**DOCUMENT PASSAGE:**
----

WRAPPER_ASSIGNMENTS = ('__module__', '__name__', '__doc__')
WRAPPER_UPDATES = ('__dict__',)
def update_wrapper(wrapper,
                   wrapped,
                   assigned = WRAPPER_ASSIGNMENTS,
                   updated = WRAPPER_UPDATES):
    """Update a wrapper function to look like the wrapped function

       wrapper is the function to be updated
       wrapped is the original function
       assigned is a tuple naming the attributes assigned directly
       from the wrapped function to the wrapper function (defaults to
       functools.WRAPPER_ASSIGNMENTS)
       updated is a tuple naming the attributes off the wrapper that
       are updated with the corresponding attribute from the wrapped
       function (defaults to functools.WRAPPER_UPDATES)
    """
    for attr in assigned:
        setattr(wrapper, attr, getattr(wrapped, attr))
    for attr in updated:
        getattr(wrapper, attr).update(getattr(wrapped, attr))
    # Return the wrapper so this can be used as a decorator via curry()
    return wrapper

def wraps(wrapped,
          assigned = WRAPPER_ASSIGNMENTS,
          updated = WRAPPER_UPDATES):
    """Decorator factory to apply update_wrapper() to a wrapper function

       Returns a decorator that invokes update_wrapper() with the decorated
       function as the wrapper argument and the arguments to wraps() as the
       remaining arguments. Default arguments are as for update_wrapper().
       This is a convenience function to simplify applying curry() to
       update_wrapper().
    """
    return curry(update_wrapper, wrapped=wrapped,
                 assigned=assigned, updated=updated)

### End from Python 2.5 functools.py ##########################################

def memoize(func, cache, num_args):
    """
    Wrap a function so that results for any argument tuple are stored in
    'cache'. Note that the args to the function must be usable as dictionary
    keys.

    Only the first num_args are considered when creating the key.
    """
    def wrapper(*args):
        mem_args = args[:num_args]
        if mem_args in cache:
            return cache[mem_args]
        result = func(*args)
        cache[mem_args] = result
        return result
    return wraps(func)(wrapper)

----

**STORED DATA:**
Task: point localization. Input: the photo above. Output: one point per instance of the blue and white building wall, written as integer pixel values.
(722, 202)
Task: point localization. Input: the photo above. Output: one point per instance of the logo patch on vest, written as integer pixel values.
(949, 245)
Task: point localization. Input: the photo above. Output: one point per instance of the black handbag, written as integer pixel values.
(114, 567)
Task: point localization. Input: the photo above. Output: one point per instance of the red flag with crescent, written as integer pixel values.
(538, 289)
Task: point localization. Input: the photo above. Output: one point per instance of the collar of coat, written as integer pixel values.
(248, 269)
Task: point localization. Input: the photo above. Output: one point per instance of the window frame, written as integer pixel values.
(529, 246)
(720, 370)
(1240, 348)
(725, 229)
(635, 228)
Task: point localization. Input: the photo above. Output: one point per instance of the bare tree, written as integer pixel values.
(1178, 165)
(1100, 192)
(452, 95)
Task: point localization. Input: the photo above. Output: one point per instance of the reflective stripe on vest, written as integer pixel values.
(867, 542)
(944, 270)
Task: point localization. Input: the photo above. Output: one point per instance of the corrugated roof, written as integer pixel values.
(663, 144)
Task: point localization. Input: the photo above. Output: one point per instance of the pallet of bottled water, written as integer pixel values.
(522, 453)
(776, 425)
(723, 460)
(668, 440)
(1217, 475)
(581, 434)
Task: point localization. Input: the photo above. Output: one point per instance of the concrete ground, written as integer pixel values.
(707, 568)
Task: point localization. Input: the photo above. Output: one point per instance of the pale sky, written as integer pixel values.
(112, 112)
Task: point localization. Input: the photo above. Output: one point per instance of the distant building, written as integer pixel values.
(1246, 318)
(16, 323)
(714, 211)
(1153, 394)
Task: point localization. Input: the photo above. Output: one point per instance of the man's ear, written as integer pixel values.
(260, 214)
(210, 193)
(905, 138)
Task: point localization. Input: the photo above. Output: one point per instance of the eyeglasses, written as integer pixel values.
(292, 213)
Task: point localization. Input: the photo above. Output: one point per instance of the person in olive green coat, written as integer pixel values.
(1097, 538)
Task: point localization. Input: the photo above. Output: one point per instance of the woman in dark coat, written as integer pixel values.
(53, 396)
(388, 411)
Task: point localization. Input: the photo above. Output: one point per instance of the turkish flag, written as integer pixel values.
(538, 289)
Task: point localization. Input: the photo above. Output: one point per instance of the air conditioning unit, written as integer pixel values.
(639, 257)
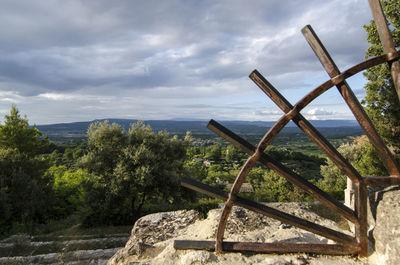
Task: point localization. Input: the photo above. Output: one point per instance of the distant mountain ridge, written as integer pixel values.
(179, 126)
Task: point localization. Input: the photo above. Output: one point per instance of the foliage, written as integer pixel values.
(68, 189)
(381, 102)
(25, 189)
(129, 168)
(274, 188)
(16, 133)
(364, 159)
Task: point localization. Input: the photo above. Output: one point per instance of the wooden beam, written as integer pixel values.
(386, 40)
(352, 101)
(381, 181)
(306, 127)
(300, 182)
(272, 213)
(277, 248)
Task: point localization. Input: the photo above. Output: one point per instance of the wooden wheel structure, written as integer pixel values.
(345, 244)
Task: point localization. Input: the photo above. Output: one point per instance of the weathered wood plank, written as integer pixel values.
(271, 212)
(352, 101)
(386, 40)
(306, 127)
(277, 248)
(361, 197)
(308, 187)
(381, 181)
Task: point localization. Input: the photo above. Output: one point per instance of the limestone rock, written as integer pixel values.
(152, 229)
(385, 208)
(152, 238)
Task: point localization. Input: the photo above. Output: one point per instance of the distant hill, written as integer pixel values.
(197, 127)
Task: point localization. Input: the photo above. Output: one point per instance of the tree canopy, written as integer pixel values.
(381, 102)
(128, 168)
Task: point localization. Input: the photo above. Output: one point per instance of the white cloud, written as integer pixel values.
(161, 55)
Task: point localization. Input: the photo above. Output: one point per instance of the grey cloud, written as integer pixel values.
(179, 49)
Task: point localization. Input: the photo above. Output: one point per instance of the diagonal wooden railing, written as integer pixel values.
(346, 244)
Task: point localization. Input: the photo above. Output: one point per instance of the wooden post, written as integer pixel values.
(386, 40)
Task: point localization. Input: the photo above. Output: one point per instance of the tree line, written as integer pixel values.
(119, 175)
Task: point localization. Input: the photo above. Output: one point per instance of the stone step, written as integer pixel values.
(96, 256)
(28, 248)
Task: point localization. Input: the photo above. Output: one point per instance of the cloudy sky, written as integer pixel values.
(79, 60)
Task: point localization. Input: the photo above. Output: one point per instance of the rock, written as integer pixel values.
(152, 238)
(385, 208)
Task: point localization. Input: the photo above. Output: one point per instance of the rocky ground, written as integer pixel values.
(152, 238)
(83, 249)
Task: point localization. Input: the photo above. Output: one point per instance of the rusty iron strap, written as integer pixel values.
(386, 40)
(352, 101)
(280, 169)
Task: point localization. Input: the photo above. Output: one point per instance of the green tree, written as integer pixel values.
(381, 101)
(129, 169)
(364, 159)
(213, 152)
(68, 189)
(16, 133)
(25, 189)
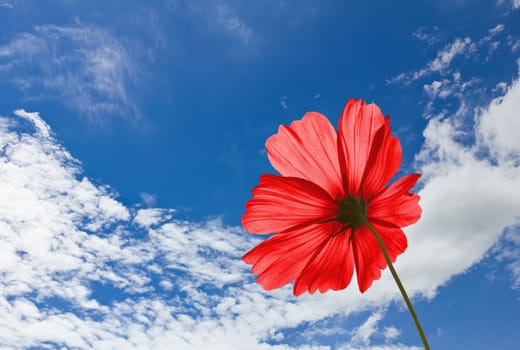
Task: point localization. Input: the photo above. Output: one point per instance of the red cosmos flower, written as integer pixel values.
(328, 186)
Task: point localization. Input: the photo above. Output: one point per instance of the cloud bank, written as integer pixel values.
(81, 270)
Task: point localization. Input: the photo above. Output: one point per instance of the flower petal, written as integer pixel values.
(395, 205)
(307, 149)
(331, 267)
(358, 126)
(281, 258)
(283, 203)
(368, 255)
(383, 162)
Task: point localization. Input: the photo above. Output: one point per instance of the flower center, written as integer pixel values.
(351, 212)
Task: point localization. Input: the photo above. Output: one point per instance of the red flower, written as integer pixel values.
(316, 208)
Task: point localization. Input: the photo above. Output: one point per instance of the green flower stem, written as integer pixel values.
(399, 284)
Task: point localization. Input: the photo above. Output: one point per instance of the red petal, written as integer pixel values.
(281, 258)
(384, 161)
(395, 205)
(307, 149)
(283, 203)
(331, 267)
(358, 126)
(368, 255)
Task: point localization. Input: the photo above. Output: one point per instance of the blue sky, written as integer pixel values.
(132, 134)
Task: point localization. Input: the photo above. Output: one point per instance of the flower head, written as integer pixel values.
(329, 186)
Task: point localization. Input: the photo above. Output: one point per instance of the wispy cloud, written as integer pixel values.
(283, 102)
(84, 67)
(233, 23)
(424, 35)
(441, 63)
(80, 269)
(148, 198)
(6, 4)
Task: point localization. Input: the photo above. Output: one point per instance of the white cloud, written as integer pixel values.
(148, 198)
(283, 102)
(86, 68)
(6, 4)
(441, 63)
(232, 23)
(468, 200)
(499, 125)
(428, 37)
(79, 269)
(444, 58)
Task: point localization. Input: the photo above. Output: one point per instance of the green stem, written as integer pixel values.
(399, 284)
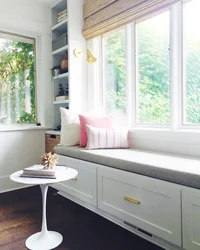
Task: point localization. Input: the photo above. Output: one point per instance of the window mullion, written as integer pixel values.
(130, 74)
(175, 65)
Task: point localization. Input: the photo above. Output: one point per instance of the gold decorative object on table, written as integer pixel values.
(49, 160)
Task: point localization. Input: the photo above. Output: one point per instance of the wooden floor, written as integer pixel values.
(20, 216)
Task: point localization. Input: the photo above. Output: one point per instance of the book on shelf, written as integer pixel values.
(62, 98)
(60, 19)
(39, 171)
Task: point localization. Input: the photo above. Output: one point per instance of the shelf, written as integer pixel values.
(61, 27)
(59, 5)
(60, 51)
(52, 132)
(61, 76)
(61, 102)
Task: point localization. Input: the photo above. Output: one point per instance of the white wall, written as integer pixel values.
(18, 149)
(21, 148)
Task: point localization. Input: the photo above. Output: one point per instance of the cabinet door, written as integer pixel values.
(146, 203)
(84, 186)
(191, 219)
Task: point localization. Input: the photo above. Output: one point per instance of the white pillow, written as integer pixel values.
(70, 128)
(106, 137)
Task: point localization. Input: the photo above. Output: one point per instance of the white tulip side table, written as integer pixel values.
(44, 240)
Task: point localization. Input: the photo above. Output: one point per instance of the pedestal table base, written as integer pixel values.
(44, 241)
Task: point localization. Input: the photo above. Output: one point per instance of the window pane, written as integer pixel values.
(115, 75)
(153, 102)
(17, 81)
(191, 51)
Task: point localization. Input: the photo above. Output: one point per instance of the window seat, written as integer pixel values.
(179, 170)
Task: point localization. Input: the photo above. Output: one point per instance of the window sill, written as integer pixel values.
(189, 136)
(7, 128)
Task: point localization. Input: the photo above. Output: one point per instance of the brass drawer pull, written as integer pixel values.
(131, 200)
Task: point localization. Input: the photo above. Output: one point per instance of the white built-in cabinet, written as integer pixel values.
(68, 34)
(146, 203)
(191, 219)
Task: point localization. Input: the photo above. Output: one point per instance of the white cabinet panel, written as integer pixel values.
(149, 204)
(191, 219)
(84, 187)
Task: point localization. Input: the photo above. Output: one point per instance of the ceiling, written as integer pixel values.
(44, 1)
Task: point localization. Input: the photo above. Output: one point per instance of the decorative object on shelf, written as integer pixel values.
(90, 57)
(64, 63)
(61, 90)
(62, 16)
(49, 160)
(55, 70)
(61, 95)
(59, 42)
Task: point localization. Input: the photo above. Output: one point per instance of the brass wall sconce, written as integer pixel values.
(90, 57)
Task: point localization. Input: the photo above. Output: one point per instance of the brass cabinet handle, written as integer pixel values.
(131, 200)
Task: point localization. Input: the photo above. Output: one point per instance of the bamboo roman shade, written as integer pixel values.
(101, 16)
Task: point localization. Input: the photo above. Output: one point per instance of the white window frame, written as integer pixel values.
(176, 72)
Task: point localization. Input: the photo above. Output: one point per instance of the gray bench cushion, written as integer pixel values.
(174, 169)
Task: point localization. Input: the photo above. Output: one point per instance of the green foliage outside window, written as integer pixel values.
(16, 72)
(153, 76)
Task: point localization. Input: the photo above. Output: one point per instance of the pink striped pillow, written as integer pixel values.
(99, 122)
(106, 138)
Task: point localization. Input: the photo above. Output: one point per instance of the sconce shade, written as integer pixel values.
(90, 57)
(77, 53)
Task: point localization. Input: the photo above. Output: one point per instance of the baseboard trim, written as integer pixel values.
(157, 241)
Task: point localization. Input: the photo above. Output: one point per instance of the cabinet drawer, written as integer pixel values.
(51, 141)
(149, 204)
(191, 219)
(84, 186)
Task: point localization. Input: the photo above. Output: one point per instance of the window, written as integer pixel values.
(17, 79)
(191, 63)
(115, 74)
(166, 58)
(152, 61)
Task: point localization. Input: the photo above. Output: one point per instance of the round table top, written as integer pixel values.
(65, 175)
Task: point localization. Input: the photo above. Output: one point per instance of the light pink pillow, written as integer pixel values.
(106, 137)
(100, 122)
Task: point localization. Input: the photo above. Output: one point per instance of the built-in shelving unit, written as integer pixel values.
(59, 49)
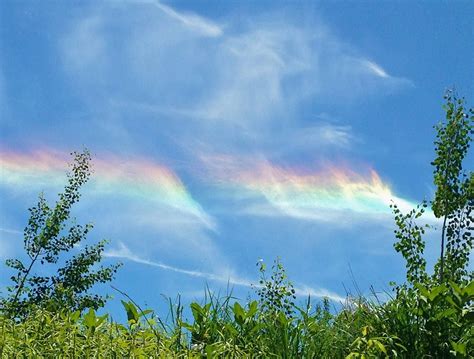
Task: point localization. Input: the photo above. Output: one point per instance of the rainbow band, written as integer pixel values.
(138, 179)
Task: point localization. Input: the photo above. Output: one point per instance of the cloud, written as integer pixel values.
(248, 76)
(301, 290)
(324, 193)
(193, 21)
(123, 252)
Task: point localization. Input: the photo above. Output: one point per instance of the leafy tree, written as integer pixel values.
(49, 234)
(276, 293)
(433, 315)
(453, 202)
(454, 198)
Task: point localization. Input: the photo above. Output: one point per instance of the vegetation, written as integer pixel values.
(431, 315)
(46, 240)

----

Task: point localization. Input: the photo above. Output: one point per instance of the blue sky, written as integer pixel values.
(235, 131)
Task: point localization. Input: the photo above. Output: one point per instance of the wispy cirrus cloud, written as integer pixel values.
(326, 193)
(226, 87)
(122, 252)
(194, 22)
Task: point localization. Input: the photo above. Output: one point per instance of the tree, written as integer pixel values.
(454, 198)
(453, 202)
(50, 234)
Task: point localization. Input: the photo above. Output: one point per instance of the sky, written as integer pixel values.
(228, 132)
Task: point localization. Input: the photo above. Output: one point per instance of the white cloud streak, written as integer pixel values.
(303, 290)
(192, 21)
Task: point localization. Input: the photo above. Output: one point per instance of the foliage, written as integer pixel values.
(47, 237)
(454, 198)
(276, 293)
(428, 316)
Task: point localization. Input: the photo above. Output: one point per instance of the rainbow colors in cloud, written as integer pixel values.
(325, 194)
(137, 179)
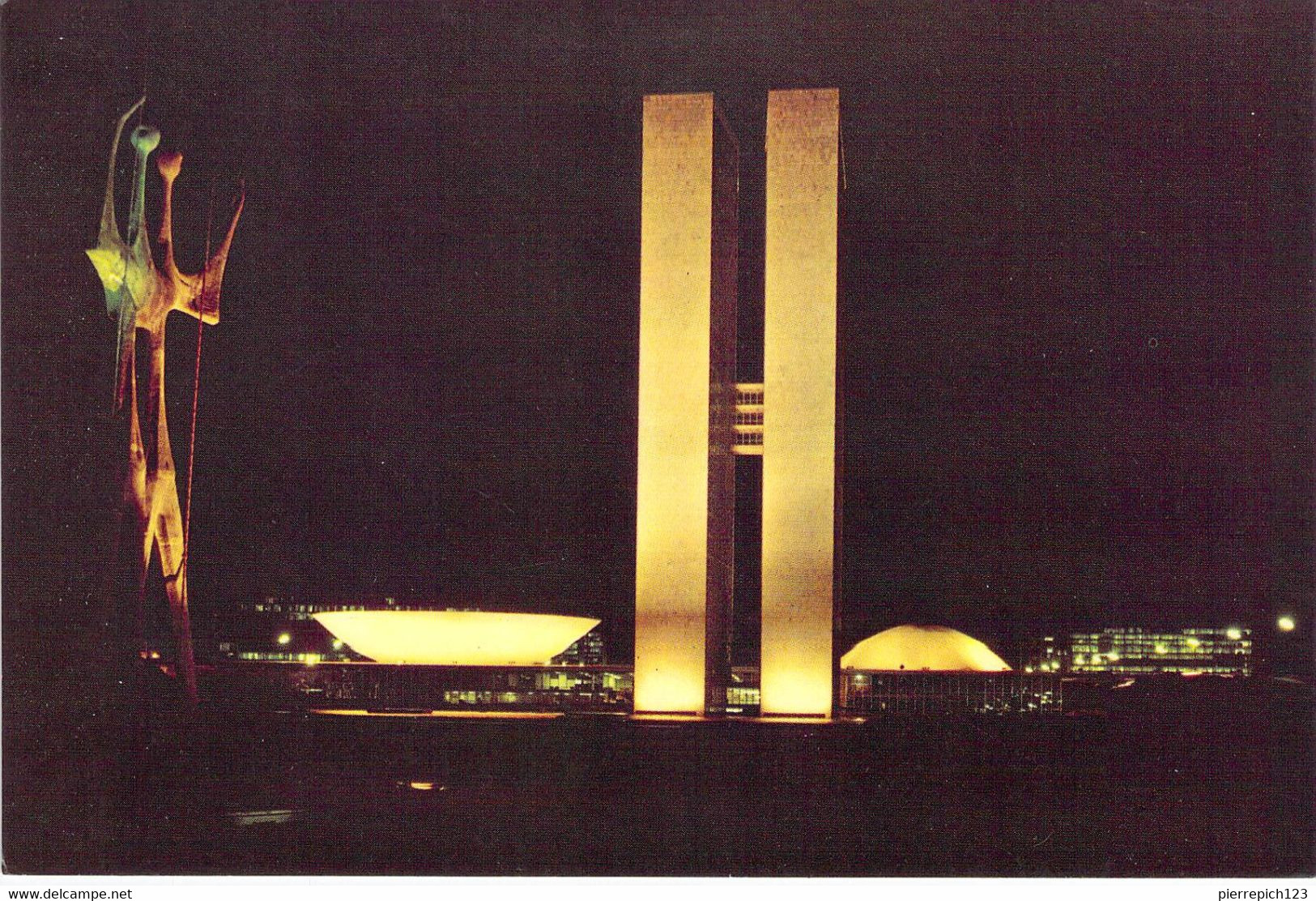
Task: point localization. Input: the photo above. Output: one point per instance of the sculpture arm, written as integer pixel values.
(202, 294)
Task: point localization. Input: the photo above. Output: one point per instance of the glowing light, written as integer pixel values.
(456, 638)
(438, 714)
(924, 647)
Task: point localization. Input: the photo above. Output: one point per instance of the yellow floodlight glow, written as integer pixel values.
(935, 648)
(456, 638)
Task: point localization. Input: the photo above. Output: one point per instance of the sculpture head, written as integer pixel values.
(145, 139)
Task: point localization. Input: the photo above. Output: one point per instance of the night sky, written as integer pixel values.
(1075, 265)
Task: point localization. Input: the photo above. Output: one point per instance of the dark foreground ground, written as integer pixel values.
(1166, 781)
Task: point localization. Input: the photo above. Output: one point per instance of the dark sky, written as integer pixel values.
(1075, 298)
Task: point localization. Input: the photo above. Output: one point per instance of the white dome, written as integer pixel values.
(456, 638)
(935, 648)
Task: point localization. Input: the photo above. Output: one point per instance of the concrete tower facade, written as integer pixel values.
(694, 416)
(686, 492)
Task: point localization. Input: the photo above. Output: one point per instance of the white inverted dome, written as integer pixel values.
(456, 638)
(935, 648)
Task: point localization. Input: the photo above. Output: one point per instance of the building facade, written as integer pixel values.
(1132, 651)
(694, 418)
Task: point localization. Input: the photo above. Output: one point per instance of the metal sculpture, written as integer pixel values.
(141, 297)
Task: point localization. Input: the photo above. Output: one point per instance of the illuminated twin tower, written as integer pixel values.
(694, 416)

----

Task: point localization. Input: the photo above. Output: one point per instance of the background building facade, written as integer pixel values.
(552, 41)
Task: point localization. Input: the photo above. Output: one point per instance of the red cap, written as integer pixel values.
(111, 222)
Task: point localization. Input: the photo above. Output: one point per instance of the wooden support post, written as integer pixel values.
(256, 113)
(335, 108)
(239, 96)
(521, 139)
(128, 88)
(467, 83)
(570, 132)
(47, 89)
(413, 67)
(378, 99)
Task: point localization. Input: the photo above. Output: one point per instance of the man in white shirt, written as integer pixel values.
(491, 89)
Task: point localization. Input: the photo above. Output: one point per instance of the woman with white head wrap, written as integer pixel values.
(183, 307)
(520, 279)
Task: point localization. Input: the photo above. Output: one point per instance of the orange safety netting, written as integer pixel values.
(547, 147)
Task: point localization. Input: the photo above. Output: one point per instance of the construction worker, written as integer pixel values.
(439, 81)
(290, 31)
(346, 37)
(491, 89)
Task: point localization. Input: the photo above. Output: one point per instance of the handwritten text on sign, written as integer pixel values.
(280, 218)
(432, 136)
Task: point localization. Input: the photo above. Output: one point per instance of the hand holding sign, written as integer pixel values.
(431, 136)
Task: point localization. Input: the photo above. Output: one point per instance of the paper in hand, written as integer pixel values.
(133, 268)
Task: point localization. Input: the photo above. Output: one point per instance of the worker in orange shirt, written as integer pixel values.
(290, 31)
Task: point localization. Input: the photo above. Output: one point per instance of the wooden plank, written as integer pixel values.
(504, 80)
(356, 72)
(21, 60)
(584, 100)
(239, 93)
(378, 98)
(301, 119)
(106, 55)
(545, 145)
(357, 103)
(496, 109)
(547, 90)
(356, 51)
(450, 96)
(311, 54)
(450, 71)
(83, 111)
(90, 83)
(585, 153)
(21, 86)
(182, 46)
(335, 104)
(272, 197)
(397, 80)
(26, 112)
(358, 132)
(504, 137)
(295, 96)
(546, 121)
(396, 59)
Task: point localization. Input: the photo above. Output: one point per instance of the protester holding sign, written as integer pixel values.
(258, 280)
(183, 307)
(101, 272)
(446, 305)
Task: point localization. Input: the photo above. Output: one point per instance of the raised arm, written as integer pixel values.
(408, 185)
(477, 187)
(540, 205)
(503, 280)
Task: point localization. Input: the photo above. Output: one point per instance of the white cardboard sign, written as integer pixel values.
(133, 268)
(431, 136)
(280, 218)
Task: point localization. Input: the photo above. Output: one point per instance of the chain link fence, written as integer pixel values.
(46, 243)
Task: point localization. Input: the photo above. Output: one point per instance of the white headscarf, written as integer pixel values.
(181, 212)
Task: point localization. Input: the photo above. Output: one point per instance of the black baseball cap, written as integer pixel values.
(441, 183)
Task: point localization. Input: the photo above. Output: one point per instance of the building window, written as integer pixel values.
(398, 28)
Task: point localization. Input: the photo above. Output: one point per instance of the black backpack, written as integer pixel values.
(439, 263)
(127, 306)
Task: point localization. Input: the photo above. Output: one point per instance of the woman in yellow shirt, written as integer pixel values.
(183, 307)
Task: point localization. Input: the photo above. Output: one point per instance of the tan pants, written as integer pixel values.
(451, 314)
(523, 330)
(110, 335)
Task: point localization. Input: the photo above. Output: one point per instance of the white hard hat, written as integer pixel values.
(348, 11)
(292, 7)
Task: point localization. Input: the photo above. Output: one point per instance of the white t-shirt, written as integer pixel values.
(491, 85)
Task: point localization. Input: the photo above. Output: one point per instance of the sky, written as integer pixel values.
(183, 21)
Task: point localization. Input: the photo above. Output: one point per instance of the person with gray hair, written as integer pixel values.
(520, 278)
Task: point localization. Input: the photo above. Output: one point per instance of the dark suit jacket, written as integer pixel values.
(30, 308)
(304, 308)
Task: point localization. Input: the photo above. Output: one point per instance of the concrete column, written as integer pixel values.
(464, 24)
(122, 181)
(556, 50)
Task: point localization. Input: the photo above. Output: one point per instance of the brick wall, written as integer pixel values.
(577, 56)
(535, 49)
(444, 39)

----

**EXERCISE SET:**
1. Answer these questions about the Python code passage:
(a) What tuple is assigned to WRAPPER_UPDATES?
(b) According to its docstring, what must be true of the args to a function wrapped by memoize?
(c) What function does wraps() pass to curry() along with the wrapped, assigned and updated arguments?
2. Write the next part of the Python code passage, starting after its last line.
The items have no role in any of this work.

**TASK RESPONSES:**
1.
(a) ('__dict__',)
(b) They must be usable as dictionary keys.
(c) update_wrapper

2.
class Promise(object):
    """
    This is just a base class for the proxy class created in
    the closure of the lazy function. It can be used to recognize
    promises in code.
    """
    pass

def lazy(func, *resultclasses):
    """
    Turns any callable into a lazy evaluated callable. You need to give result
    classes or types -- at least one is needed so that the automatic forcing of
    the lazy evaluation code is triggered. Results are not memoized; the
    function is evaluated on every access.
    """

    class __proxy__(Promise):
        """
        Encapsulate a function call and act as a proxy for methods that are
        called on the result of that function. The function is not evaluated
        until one of the methods on the result is called.
        """
        __dispatch = None

        def __init__(self, args, kw):
            self.__func = func
            self.__args = args
            self.__kw = kw
            if self.__dispatch is None:
                self.__prepare_class__()

        def __reduce__(self):
            return (
                _lazy_proxy_unpickle,
                (self.__func, self.__args, self.__kw) + resultclasses
            )

        def __prepare_class__(cls):
            cls.__dispatch = {}
            for resultclass in resultclasses:
                cls.__dispatch[resultclass] = {}
                for (k, v) in resultclass.__dict__.items():
                    # All __promise__ return the same wrapper method, but they
                    # also do setup, inserting the method into the dispatch
                    # dict.
                    meth = cls.__promise__(resultclass, k, v)
                    if hasattr(cls, k):
                        continue
                    setattr(cls, k, meth)
            cls._delegate_str = str in resultclasses
            cls._delegate_unicode = unicode in resultclasses
            assert not (cls._delegate_str and cls._delegate_unicode), "Cannot call lazy() with both str and unicode return types."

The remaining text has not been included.